* [GOAL 1]:
Extract everything in the NBA trade deadline article from "Tyson Chandler would" down to "the Crescent City.".

* [QUOTED PASSAGE]:
++++

5 NBA Teams Most Likely to Hold Fire Sale Ahead of 2016 Trade Deadline
Right now, the deep ranks of playoff hopefuls could keep the market quiet. With 25 of the league's 30 teams within four games of a postseason spot, there just aren't many sellers to satiate all the potential buyers out there.
But that doesn't mean there aren't teams either ready to talk serious shop or will be shortly. A lot could change in the next few weeks if fringe teams such as the Charlotte Hornets, Milwaukee Bucks and Denver Nuggets give up on playing beyond mid-April.
While other pretenders cling to their postseason dreams, these five struggling squads could seriously consider auctioning off their spare parts for picks, prospects and other useful pieces.
The Phoenix Suns have been terrible for two months and an absolute dumpster fire since late December. Over their last 16 games, they've won just once while posting the league's worst net rating (minus-15 points per 100 possessions).
The loss of Eric Bledsoe for the season to yet another knee injury in late December merely bolded the writing that was already scrawled across the walls of Talking Stick Resort Arena: It's time for general manager Ryan McDonough to hit the reset button.
McDonough's makeover might as well begin with Markieff Morris. This past summer, Morris pouted, both publicly and privately, after the Suns traded his twin brother, Marcus Morris, to the Detroit Pistons. As ESPN's Zach Lowe explained:
Morris' dismay stems in large part from the Suns' decision to trade his twin brother Marcus Morris to Detroit in July. The Morris twins agreed to contract extensions in September 2014 at what was widely considered a discount, with the two deals totaling a combined $52 million, in hopes of being able to ensure they would keep playing together.
According to Yahoo Sports' Adrian Wojnarowski, the Suns have already been shopping Morris, with the Cleveland Cavaliers potentially stepping in to facilitate a deal.
Tyson Chandler would be another prime candidate to move, given Alex Len's growth behind him, if not for the former Defensive Player of the Year's age (33), remaining salary (three years, $39 million) and spotty injury history. Phoenix may have an easier time trading P.J. Tucker, who, at 31, has but one non-guaranteed year remaining on his contract.
Whatever the Suns are able to garner for their more veteran pieces, what's most important for them now is to open up opportunities for some of their promising young players, just like the expanded role that rookie Devin Booker has stepped into since Bledsoe went down.
New Orleans Pelicans
The New Orleans Pelicans' poor record (15-27) and even poorer roster around Anthony Davis both point to a purge in the Crescent City.
But things aren't so simple for arguably the NBA's most disappointing team. For one, the team is under pressure to win now, what with a 45-win season in the rearview and the Brow's burgeoning superstardom right in front of it.
Injuries play into both New Orleans' struggles and its potential deadline decisions. According to USA Today's Sam Amick, the Pelicans would prefer to trade Eric Gordon, ahead of some of their other pieces, but figure to have trouble doing so with the impending free agent while he's recovering from a fractured finger.

++++

* [DATA PROVIDED]:
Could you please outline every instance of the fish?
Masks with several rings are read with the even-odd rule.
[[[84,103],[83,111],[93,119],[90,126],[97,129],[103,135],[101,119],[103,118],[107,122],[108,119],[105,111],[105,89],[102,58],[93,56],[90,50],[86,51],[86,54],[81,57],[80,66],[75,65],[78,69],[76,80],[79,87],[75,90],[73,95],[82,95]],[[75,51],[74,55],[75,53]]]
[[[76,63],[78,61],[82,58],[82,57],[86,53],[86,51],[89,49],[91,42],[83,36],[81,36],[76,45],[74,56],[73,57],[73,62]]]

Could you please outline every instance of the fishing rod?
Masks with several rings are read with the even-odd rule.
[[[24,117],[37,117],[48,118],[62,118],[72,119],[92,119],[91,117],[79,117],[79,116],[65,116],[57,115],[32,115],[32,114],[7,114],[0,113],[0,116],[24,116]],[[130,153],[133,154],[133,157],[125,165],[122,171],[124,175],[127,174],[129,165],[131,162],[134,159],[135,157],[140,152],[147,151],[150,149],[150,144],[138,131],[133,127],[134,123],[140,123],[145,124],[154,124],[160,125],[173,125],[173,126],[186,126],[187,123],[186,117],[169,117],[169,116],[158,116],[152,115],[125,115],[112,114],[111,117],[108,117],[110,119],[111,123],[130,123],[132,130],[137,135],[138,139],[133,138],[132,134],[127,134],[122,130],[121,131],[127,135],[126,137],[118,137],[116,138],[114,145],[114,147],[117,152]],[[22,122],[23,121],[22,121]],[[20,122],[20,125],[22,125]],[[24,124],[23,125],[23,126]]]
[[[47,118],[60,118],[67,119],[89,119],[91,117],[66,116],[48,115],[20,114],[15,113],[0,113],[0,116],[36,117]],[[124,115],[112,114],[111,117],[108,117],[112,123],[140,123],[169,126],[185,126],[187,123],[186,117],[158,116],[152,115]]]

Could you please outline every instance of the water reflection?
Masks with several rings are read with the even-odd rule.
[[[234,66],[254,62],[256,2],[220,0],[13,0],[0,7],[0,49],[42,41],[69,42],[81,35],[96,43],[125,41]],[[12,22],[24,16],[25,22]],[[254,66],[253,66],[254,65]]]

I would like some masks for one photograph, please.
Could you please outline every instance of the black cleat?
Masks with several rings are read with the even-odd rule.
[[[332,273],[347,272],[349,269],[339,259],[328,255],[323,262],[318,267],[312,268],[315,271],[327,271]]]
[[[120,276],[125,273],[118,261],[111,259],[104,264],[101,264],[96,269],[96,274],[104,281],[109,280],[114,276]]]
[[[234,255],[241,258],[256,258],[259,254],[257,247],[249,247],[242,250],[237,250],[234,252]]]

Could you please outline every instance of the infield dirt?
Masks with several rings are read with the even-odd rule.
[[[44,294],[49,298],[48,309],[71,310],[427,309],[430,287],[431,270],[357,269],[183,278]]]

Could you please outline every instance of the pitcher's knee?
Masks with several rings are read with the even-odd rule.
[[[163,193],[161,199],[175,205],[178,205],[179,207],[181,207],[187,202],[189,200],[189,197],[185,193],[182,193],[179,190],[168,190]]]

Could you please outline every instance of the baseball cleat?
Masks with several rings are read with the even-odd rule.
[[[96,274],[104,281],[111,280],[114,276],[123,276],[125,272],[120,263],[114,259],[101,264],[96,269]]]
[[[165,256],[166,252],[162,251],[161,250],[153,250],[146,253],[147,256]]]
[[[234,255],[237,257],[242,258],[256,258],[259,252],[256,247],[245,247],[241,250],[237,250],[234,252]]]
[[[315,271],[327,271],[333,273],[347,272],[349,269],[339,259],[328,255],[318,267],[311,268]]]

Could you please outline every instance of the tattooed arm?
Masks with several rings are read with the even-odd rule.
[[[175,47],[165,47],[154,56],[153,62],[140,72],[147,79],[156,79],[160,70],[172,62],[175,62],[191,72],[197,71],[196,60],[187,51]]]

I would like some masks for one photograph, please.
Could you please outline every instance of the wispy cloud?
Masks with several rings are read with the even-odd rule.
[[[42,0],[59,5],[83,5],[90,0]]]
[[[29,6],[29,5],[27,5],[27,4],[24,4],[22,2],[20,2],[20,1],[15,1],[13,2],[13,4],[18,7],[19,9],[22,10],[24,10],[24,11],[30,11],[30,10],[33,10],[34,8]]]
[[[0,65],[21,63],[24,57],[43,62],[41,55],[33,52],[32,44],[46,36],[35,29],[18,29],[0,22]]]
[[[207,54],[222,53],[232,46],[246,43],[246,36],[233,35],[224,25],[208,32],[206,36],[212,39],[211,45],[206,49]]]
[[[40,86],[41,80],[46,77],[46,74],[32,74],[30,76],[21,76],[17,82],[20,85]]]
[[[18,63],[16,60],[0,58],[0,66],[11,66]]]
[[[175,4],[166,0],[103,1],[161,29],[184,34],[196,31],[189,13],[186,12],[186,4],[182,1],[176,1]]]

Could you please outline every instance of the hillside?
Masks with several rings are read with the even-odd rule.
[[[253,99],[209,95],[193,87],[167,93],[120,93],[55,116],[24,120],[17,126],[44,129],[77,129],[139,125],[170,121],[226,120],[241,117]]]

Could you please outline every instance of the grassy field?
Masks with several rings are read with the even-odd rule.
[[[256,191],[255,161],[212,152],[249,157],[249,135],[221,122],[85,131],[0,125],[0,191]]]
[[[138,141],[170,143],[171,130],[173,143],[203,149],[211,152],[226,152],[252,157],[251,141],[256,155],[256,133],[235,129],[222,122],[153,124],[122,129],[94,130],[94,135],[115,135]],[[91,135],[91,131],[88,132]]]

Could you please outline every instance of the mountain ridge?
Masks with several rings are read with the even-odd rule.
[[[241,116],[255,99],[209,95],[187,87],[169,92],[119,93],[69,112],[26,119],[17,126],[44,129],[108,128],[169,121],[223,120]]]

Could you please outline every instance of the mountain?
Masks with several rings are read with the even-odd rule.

++++

* [GOAL 2]:
Copy everything in the listing from the line containing "Could you please outline every instance of the tattooed" down to the end of the listing.

* [RESPONSE 1]:
Tyson Chandler would be another prime candidate to move, given Alex Len's growth behind him, if not for the former Defensive Player of the Year's age (33), remaining salary (three years, $39 million) and spotty injury history. Phoenix may have an easier time trading P.J. Tucker, who, at 31, has but one non-guaranteed year remaining on his contract.
Whatever the Suns are able to garner for their more veteran pieces, what's most important for them now is to open up opportunities for some of their promising young players, just like the expanded role that rookie Devin Booker has stepped into since Bledsoe went down.
New Orleans Pelicans
The New Orleans Pelicans' poor record (15-27) and even poorer roster around Anthony Davis both point to a purge in the Crescent City.

* [RESPONSE 2]:
Could you please outline every instance of the tattooed arm?
Masks with several rings are read with the even-odd rule.
[[[175,47],[165,47],[154,56],[153,62],[140,72],[147,79],[156,79],[160,70],[172,62],[175,62],[191,72],[197,71],[196,60],[187,51]]]

I would like some masks for one photograph, please.
Could you please outline every instance of the wispy cloud?
Masks with several rings are read with the even-odd rule.
[[[42,0],[59,5],[83,5],[90,0]]]
[[[29,6],[29,5],[27,5],[27,4],[24,4],[22,2],[20,2],[20,1],[15,1],[13,2],[13,4],[18,7],[19,9],[22,10],[24,10],[24,11],[30,11],[30,10],[33,10],[34,8]]]
[[[0,65],[21,63],[24,57],[43,62],[41,55],[33,52],[32,44],[46,36],[35,29],[18,29],[0,22]]]
[[[207,54],[222,53],[232,46],[246,43],[246,36],[233,35],[224,25],[208,32],[206,36],[212,39],[211,45],[206,49]]]
[[[40,86],[41,80],[46,77],[46,74],[32,74],[30,76],[21,76],[17,82],[20,85]]]
[[[18,63],[16,60],[0,58],[0,66],[11,66]]]
[[[175,4],[166,0],[103,1],[161,29],[184,34],[196,31],[189,13],[186,12],[186,4],[182,1],[176,1]]]

Could you please outline every instance of the hillside?
Masks with several rings are read with the even-odd rule.
[[[253,99],[209,95],[193,87],[167,93],[120,93],[55,116],[24,120],[17,126],[44,129],[77,129],[139,125],[170,121],[226,120],[241,117]]]

Could you please outline every instance of the grassy field?
Masks with several rings are read with the even-odd rule.
[[[256,191],[255,161],[212,152],[249,157],[249,135],[221,122],[85,131],[0,125],[0,191]]]
[[[138,141],[170,143],[171,130],[173,143],[203,149],[211,152],[226,152],[252,157],[251,141],[256,155],[256,133],[235,129],[222,122],[153,124],[122,129],[94,130],[94,135],[115,135]],[[91,135],[91,131],[88,132]]]

Could you please outline every instance of the mountain ridge?
Masks with several rings are read with the even-odd rule.
[[[241,116],[255,99],[209,95],[187,87],[169,92],[119,93],[69,112],[26,119],[17,126],[44,129],[108,128],[169,121],[223,120]]]

Could you please outline every instance of the mountain?
Masks with several rings are read with the even-odd rule.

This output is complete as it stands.